--- begin DATASET ---

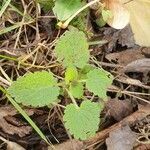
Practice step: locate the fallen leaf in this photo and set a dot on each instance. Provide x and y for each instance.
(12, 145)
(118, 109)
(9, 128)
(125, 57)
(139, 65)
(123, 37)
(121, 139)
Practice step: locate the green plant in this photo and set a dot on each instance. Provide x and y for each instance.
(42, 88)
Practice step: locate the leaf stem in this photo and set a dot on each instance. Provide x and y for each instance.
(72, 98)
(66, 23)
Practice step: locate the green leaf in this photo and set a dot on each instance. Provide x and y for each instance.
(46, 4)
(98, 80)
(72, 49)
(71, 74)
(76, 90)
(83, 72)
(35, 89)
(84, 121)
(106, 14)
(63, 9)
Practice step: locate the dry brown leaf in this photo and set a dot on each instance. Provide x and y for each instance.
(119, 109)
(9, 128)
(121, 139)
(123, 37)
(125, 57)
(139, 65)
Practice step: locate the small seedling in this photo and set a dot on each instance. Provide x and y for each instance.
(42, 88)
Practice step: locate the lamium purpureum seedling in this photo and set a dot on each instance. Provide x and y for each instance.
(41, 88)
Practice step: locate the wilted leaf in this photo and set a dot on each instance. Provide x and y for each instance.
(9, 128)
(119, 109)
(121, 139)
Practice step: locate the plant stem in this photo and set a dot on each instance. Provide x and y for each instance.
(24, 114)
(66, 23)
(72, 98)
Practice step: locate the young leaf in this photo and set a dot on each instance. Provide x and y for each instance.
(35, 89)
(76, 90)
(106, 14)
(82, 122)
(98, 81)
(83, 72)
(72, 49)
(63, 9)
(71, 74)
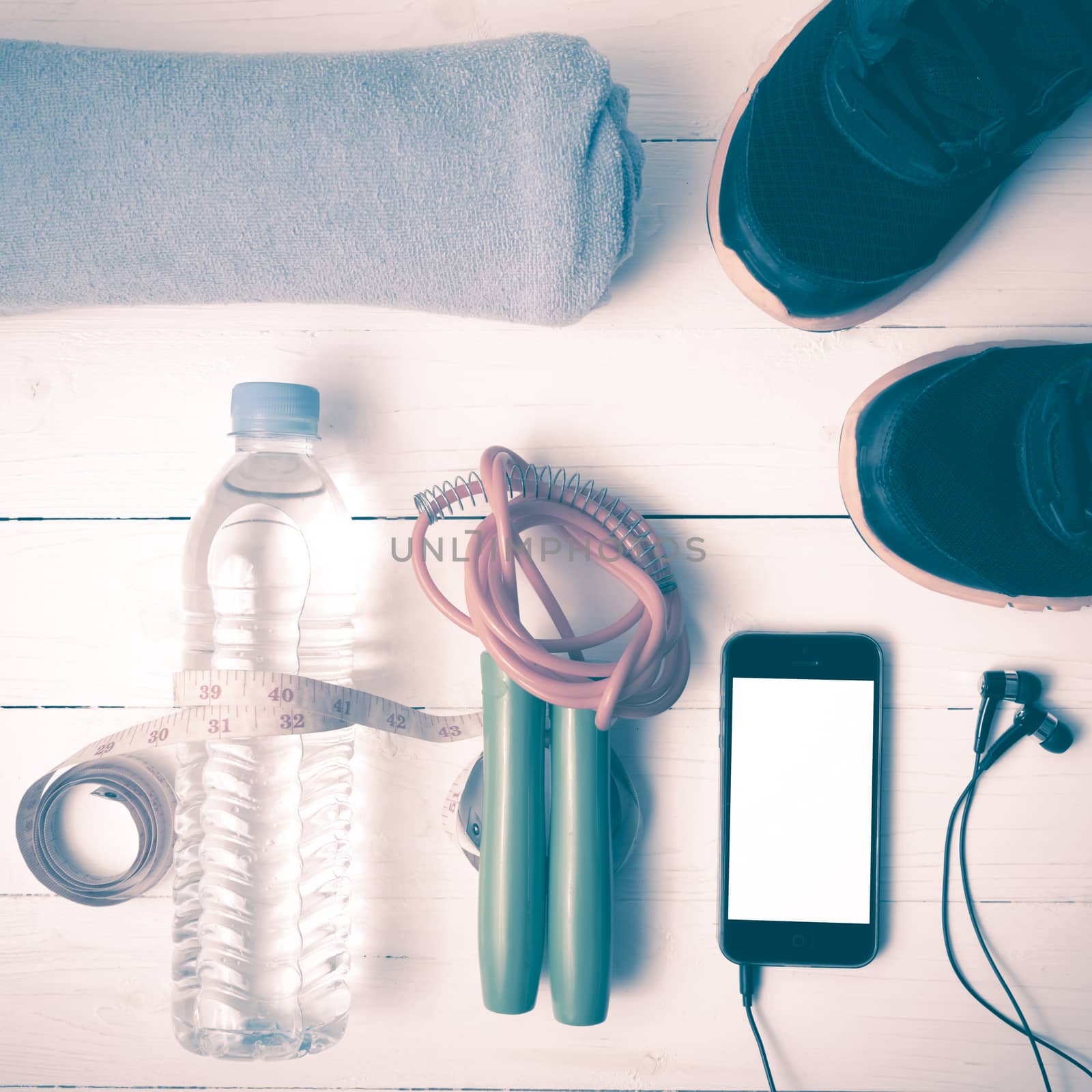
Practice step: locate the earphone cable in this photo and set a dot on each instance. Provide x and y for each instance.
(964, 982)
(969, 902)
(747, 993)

--- end DATASET ---

Put each line of the listing above into a Markdown table with two columns, Number for the row number and Line for the line itself, and omit any blank lines. Leave the pictures out of the table.

| Number | Line |
|---|---|
| 1 | Practice step: locate the fallen leaf in this photo and set a dot on each instance. Provide x and y for each instance. |
| 2 | (12, 145) |
| 3 | (118, 109) |
| 4 | (9, 128) |
| 5 | (125, 57) |
| 6 | (139, 65) |
| 7 | (123, 37) |
| 8 | (121, 139) |
| 9 | Practice step: locate the green plant in this photo and set a dot on each instance. Provide x and y for each instance. |
| 10 | (42, 88) |
| 11 | Practice step: locate the leaf stem in this photo and set a dot on each instance. Provide x and y for each instance. |
| 12 | (72, 98) |
| 13 | (66, 23) |
| 14 | Practice step: locate the green leaf in this photo and set a dot on each instance. Provide x and y for each instance. |
| 15 | (46, 4) |
| 16 | (98, 80) |
| 17 | (72, 49) |
| 18 | (71, 74) |
| 19 | (76, 90) |
| 20 | (83, 72) |
| 21 | (35, 89) |
| 22 | (84, 121) |
| 23 | (106, 14) |
| 24 | (63, 9) |
| 25 | Practice step: locate the dry brown leaf in this photo and set a dot on each instance. Provide x and y for each instance. |
| 26 | (119, 109) |
| 27 | (9, 128) |
| 28 | (121, 139) |
| 29 | (123, 37) |
| 30 | (125, 57) |
| 31 | (139, 65) |
| 32 | Practice step: locate the small seedling in this photo and set a dot on each instance. Provide x and y for each instance. |
| 33 | (42, 88) |
| 34 | Practice step: locate the lamium purpureum seedling in this photo and set a dot on each instance. Provide x and y for each instance. |
| 35 | (41, 88) |
| 36 | Practice step: locate the wilted leaf in this photo and set a dot on each instance. Provide x and y for each instance. |
| 37 | (9, 128) |
| 38 | (119, 109) |
| 39 | (121, 139) |
| 40 | Practice step: locate the plant stem in this photo and set a dot on each instance. Provide x and y for each instance. |
| 41 | (24, 114) |
| 42 | (66, 23) |
| 43 | (72, 98) |
| 44 | Practice step: locate the young leaf in this photo and set a dot on each instance. Provide x and y for each instance. |
| 45 | (35, 89) |
| 46 | (76, 90) |
| 47 | (106, 14) |
| 48 | (82, 122) |
| 49 | (98, 81) |
| 50 | (83, 72) |
| 51 | (72, 49) |
| 52 | (63, 9) |
| 53 | (71, 74) |
| 54 | Practice step: locate the earphone cable in this photo and set a dot on each instance. Provide x and y for each instance. |
| 55 | (964, 982) |
| 56 | (969, 902) |
| 57 | (747, 993) |